* begin Records for this exercise *
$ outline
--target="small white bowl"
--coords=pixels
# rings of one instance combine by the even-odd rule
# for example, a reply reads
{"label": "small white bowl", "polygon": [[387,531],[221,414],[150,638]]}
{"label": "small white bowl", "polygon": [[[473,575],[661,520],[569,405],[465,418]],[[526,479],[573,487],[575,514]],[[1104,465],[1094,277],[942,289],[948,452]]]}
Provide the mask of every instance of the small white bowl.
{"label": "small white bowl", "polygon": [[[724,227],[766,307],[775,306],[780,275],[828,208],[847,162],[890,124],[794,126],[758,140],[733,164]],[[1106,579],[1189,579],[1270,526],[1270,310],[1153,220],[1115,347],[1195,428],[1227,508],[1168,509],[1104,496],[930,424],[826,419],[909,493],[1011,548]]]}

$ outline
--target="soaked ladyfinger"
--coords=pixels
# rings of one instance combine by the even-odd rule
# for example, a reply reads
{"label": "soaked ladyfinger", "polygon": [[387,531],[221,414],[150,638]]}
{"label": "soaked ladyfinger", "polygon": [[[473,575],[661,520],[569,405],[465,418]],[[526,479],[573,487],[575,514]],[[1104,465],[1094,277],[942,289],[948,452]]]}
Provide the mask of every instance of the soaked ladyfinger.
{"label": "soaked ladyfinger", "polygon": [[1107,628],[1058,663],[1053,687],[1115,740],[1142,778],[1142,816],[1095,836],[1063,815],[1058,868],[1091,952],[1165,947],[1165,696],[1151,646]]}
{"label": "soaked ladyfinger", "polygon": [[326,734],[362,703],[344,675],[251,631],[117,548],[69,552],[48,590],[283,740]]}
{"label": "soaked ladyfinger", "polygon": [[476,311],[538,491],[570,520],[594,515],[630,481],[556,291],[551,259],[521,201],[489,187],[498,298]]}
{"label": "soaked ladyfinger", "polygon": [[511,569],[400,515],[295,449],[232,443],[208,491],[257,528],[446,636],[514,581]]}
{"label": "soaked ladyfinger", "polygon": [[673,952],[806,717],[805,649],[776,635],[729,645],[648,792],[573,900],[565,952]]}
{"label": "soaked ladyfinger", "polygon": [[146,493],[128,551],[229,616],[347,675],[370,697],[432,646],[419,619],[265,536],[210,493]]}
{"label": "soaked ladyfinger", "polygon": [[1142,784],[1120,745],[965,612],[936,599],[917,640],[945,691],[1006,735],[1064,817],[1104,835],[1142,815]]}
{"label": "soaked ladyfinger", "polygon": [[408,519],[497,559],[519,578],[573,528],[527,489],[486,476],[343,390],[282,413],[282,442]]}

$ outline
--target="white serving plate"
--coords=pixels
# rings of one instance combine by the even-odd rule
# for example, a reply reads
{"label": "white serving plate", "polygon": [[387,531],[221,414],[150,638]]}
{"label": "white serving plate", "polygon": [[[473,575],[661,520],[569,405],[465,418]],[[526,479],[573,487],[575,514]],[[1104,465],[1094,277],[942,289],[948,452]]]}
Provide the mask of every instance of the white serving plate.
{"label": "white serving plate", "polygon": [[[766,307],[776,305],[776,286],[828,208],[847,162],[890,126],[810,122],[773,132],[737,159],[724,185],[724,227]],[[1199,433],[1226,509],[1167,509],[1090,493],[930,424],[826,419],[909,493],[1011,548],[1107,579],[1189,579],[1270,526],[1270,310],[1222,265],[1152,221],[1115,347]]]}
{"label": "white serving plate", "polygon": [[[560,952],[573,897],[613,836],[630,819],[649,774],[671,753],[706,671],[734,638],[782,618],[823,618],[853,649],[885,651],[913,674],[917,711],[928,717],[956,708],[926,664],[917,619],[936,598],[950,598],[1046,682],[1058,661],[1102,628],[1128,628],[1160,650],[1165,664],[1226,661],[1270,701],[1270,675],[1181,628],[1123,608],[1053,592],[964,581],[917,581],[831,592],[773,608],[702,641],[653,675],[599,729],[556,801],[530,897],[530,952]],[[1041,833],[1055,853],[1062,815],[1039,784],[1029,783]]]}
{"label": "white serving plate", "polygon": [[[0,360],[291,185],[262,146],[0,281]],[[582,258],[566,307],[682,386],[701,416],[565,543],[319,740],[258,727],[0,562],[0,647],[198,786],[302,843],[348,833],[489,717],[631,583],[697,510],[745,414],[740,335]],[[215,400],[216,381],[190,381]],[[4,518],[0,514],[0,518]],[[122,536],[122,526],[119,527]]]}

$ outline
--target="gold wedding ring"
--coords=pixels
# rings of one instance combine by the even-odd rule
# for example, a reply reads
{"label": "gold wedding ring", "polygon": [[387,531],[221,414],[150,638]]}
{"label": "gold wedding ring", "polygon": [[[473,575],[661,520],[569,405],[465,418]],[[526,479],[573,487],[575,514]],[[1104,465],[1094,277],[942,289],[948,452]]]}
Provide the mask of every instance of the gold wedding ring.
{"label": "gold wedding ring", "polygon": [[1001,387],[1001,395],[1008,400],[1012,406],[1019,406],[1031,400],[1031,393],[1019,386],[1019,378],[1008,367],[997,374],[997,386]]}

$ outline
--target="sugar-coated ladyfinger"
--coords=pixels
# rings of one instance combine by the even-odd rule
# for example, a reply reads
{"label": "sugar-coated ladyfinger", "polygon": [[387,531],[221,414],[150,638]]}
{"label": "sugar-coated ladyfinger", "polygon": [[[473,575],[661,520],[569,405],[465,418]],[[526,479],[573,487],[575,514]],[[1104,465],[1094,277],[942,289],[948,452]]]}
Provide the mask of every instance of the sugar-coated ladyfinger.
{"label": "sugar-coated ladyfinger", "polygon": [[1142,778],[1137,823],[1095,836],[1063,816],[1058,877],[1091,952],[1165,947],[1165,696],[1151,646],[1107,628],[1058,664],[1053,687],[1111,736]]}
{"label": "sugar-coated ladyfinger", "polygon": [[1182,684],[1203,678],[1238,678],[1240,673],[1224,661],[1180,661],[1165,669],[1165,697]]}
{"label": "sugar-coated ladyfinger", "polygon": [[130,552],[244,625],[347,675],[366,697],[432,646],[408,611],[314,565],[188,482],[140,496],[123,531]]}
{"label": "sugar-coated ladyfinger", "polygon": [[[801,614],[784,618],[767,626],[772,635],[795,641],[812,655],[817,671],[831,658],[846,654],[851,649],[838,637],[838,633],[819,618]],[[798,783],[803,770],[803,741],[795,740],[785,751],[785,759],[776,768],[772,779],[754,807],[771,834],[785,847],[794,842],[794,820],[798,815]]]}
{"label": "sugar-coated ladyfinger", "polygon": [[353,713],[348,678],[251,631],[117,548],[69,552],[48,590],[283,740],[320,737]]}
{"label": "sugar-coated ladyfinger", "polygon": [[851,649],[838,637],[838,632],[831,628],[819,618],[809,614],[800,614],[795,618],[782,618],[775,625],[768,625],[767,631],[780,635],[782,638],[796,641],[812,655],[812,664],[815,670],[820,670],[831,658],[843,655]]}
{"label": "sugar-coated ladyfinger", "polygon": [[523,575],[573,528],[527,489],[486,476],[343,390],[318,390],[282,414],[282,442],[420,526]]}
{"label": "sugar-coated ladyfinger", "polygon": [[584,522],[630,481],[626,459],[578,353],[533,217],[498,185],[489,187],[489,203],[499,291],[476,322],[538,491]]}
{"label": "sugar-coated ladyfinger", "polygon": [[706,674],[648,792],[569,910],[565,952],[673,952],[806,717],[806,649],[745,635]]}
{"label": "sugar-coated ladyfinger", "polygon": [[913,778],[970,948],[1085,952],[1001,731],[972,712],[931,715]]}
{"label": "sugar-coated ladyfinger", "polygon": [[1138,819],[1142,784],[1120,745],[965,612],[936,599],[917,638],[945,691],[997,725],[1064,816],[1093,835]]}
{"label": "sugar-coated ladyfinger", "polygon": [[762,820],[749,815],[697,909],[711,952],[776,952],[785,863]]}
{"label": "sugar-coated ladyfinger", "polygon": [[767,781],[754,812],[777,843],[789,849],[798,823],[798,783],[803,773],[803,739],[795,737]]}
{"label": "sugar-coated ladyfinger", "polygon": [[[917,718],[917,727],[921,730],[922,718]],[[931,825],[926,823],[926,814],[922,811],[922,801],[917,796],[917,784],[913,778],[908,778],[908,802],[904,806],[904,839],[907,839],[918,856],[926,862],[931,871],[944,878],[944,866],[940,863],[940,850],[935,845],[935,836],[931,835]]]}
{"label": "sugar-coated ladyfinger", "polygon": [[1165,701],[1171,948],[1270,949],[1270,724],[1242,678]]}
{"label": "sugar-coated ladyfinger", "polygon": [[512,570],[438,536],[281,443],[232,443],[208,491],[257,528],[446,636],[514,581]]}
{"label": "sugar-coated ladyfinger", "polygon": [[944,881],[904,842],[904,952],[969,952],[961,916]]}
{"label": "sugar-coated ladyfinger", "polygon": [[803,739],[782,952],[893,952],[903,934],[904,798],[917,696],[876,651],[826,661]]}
* end Records for this exercise *
What you have to do: Reproduce the listing above, starting at its first line and ending with the line that contains "Provide the mask of every instance of the small", with both of those lines included.

Exercise solution:
$ outline
--target="small white bowl"
--coords=pixels
# rings of one instance combine by the even-odd rule
# for example, a reply reads
{"label": "small white bowl", "polygon": [[387,531],[221,414],[150,638]]}
{"label": "small white bowl", "polygon": [[[473,575],[661,520],[569,405],[465,418]],[[526,479],[573,487],[575,514]],[[1104,465],[1094,277],[942,289],[948,452]]]}
Provide the mask of every instance of the small white bowl.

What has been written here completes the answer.